**Set task**
An exact reproduction of the records is required, with all images left out.

**Data excerpts**
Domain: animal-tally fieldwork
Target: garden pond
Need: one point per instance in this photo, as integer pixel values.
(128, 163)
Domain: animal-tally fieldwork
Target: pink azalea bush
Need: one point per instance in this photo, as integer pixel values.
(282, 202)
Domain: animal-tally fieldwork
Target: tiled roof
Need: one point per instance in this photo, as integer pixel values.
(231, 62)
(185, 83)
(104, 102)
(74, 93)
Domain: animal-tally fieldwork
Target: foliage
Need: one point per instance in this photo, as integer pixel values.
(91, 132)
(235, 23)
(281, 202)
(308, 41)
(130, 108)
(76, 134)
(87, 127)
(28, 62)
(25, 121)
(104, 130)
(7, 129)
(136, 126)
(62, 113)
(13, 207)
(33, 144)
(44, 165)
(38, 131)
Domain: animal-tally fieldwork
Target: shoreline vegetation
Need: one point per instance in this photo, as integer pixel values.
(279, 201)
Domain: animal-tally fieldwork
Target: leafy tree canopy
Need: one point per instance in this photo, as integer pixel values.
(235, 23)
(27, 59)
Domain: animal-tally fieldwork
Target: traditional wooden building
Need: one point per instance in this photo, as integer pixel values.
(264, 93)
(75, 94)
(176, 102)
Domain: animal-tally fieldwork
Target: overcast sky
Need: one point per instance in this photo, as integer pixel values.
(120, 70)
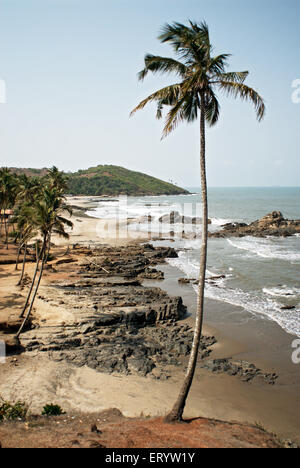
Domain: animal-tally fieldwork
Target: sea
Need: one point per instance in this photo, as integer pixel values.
(260, 275)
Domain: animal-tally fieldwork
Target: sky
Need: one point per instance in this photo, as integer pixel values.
(70, 70)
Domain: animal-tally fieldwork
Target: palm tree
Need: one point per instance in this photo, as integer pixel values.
(7, 197)
(47, 217)
(194, 96)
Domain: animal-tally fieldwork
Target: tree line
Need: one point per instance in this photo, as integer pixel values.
(36, 208)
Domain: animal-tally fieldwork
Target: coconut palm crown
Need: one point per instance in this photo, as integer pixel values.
(201, 75)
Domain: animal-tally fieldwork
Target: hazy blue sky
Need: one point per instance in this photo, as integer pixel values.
(70, 68)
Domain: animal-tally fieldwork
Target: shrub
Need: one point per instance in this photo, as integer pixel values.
(10, 411)
(52, 410)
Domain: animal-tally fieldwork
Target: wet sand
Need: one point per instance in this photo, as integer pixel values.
(260, 341)
(240, 335)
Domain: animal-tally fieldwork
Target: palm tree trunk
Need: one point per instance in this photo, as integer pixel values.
(23, 267)
(177, 411)
(18, 256)
(32, 284)
(36, 290)
(6, 232)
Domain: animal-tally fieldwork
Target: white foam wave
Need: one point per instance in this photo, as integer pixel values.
(265, 248)
(282, 291)
(252, 301)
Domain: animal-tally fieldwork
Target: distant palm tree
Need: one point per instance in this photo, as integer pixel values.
(7, 197)
(201, 75)
(47, 217)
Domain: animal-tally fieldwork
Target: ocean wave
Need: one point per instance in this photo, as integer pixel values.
(282, 291)
(252, 301)
(265, 248)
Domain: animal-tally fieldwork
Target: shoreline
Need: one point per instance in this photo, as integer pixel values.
(217, 396)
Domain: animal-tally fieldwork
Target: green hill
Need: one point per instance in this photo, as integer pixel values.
(112, 180)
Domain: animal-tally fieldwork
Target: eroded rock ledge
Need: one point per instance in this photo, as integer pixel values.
(273, 224)
(120, 325)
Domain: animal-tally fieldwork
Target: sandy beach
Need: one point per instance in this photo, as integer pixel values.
(37, 380)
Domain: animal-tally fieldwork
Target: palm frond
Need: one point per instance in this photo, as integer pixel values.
(169, 94)
(157, 64)
(245, 93)
(238, 77)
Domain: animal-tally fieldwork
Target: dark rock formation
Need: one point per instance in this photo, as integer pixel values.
(176, 218)
(246, 371)
(273, 224)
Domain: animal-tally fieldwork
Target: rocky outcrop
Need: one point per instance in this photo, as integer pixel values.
(273, 224)
(176, 218)
(246, 371)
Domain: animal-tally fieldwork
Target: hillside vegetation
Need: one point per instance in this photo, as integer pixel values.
(111, 180)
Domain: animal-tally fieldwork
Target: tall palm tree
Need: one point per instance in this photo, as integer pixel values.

**Result**
Domain: animal-tally fieldwork
Target: garden pond
Need: one point per instance in this photo, as integer pixel values.
(128, 163)
Domain: animal-tally fieldwork
Target: pink azalea bush
Need: one point per instance in this photo, as integer pixel values.
(282, 202)
Domain: animal-tally fieldwork
Target: tiled roof
Need: one point per instance in this photo, as integer pixel values.
(231, 62)
(185, 83)
(104, 102)
(74, 93)
Domain: animal-tally fieldwork
Target: foliage
Need: one point per instance in this photo, as integer pixel values.
(91, 132)
(235, 23)
(281, 202)
(308, 41)
(130, 108)
(76, 134)
(87, 127)
(28, 62)
(25, 121)
(104, 130)
(7, 129)
(136, 126)
(62, 113)
(13, 207)
(33, 144)
(44, 165)
(38, 131)
Domain: animal-tally fieldwork
Target: shoreline vegetation
Need: one point per instance in this photo, as integer pixel values.
(279, 201)
Domain: animal-tally fieldwork
Target: leafy tree canopy
Need: one point per instance in this photo, as integer pixel values.
(235, 23)
(27, 59)
Domain: animal-tally fieldwork
Target: traditional wooden building
Need: one point per instance in this photo, as integer pixel values.
(264, 93)
(75, 94)
(176, 102)
Domain: animal-tally fieldwork
Target: overcast sky
Need: one point per instance in this photo, as integer pixel values.
(120, 70)
Domain: animal-tally fieldwork
Target: sea
Need: one point per instance in this photo, as integer pixel values.
(260, 275)
Domain: animal-tally fieldwork
Target: sky
Need: one point per instance in this photo, as integer pixel values.
(70, 70)
Domain: animal-tally fieldwork
Target: palm tree
Need: one point per instance in this photo, as integer pixel values.
(7, 197)
(47, 217)
(194, 96)
Domain: animal-tally fieldwork
Target: tree line
Need: one point per instance in this photo, as integer pixel values.
(36, 208)
Domain: animal-tally fieldwork
Target: coconut palm crown
Need: one point per instance in this photo, as integer pixel values.
(201, 75)
Domain: animal-tally fieldwork
Target: hazy blue sky
Need: one point per instance in this photo, as integer pixel values.
(70, 68)
Domain: animal-tally fieldwork
Target: shrub
Need: one point per instance in this photo, as integer pixel values.
(10, 411)
(52, 410)
Domain: animal-tally fieldwork
Target: wet sand
Need: one point per instance in this photo, as integer pixel values.
(260, 341)
(240, 335)
Domain: animal-tally fieldwork
Target: palm tree trunk
Need: one point per instance in this photo, as integer pixel values.
(23, 267)
(177, 411)
(18, 256)
(32, 284)
(36, 290)
(6, 232)
Domain: animal-tally fieldwork
Target: white foam wave
Need: one point per instance in this photo, as integer pixel values.
(265, 248)
(282, 291)
(252, 301)
Domain: animal-tally fieldwork
Target: distant palm tree
Need: one point per instance in this photo, as integer pixel values.
(7, 197)
(201, 75)
(47, 217)
Domain: animal-tally fieldwork
Target: ocean wave
Need: one point per instance in this photo, as integer pixel values.
(282, 291)
(252, 301)
(265, 248)
Domain: animal-tally fieldwork
Target: shoreline
Need: one point per instance in this photo, as integer pixel values.
(217, 396)
Domain: animal-tally fieldwork
Target: green hill
Need: one point per instance in this photo, as integer pixel values.
(112, 180)
Domain: animal-tally fieldwork
Target: eroded rock ledge
Need: one point per instance in this photo, as integer pixel values.
(273, 224)
(120, 325)
Domain: animal-tally fieldwork
Target: sandy beach
Need: one point per instance in this photo, as integer pixel values.
(37, 380)
Domain: animal-tally fieldwork
Target: palm frond
Need: one point per instance in this photo, as integer pixel values.
(169, 94)
(157, 64)
(245, 93)
(238, 77)
Domain: animal-tally fieldwork
Target: dark rock formation
Need: one point per instance in this photo, as integer pixel values.
(176, 218)
(246, 371)
(273, 224)
Domain: animal-tally fieldwork
Target: rocky outcrop
Need: one point per instance in this photo, as integer pixel values.
(273, 224)
(176, 218)
(246, 371)
Domain: animal-tally fieldwork
Target: hillside vegetation
Need: one point per instance in this photo, as integer pixel values.
(111, 180)
Domain: animal-tally fieldwork
Target: tall palm tree
Need: one point per instance in this photo, as integer pixel values.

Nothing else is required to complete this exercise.